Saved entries
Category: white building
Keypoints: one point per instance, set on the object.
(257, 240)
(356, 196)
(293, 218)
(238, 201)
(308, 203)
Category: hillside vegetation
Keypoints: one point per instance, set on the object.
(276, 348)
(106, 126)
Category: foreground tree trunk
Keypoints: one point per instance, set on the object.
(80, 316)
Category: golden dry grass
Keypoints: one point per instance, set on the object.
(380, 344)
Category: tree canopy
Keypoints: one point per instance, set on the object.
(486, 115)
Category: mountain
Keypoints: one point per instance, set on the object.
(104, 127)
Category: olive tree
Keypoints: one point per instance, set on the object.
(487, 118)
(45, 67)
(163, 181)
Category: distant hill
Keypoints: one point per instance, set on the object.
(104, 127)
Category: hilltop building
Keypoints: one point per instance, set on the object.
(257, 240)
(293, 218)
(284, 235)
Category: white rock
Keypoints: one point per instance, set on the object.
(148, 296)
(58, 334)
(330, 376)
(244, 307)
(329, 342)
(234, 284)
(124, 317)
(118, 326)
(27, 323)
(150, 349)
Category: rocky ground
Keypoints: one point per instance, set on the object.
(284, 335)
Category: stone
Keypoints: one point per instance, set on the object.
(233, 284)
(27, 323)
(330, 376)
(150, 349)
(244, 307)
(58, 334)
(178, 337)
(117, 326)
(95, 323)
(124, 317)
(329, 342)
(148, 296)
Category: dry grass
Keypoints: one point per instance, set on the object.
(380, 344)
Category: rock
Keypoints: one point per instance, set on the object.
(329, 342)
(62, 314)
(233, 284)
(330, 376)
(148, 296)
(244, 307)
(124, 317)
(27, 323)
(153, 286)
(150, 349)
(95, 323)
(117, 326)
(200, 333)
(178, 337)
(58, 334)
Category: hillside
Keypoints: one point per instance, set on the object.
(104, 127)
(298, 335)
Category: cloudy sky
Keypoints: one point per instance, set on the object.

ACTIVITY
Every entry is to be returned exactly, with nothing dropped.

ANSWER FOR THE TASK
Category: white building
Keypoints: one point per instance, set on the object.
(257, 240)
(356, 196)
(293, 218)
(238, 201)
(308, 203)
Category: hillside vegetation
Keypoints: one point per instance, set on the object.
(276, 348)
(106, 126)
Category: foreground tree trunk
Keypoints: one point per instance, set on the object.
(80, 316)
Category: golden dry grass
Keypoints: one point per instance, set on the object.
(380, 344)
Category: tree canopy
Keypoints: one point per instance, set on the object.
(486, 115)
Category: mountain
Keypoints: one point per instance, set on the object.
(104, 127)
Category: olive tree
Keypoints: one point per instance, set on the object.
(487, 118)
(45, 67)
(163, 181)
Category: distant hill
Keypoints: one point per instance, set on the object.
(104, 127)
Category: hilltop building
Keypoints: one point per instance, set on the object.
(257, 240)
(293, 218)
(284, 235)
Category: white rock
Keypoints: one point per instance, set on the object.
(148, 296)
(58, 334)
(330, 376)
(244, 307)
(329, 342)
(234, 284)
(124, 317)
(118, 326)
(27, 323)
(150, 349)
Category: rocky ground
Keypoints: one point per instance, set on the object.
(284, 335)
Category: stone
Keypoints: one point per instance, set on the object.
(233, 284)
(27, 323)
(330, 376)
(150, 349)
(244, 307)
(58, 334)
(178, 337)
(117, 326)
(95, 323)
(124, 317)
(329, 342)
(148, 296)
Category: dry grass
Keypoints: one point per instance, set on the object.
(380, 344)
Category: rock
Keypoints: one point per instance, set on the object.
(329, 342)
(62, 314)
(233, 284)
(330, 376)
(148, 296)
(244, 307)
(124, 317)
(27, 323)
(153, 286)
(150, 349)
(95, 323)
(117, 326)
(200, 333)
(178, 337)
(58, 334)
Category: hillside
Keypoints: one point per instance, set on the object.
(104, 127)
(298, 335)
Category: cloudy sky
Keypoints: one point per instance, set on the object.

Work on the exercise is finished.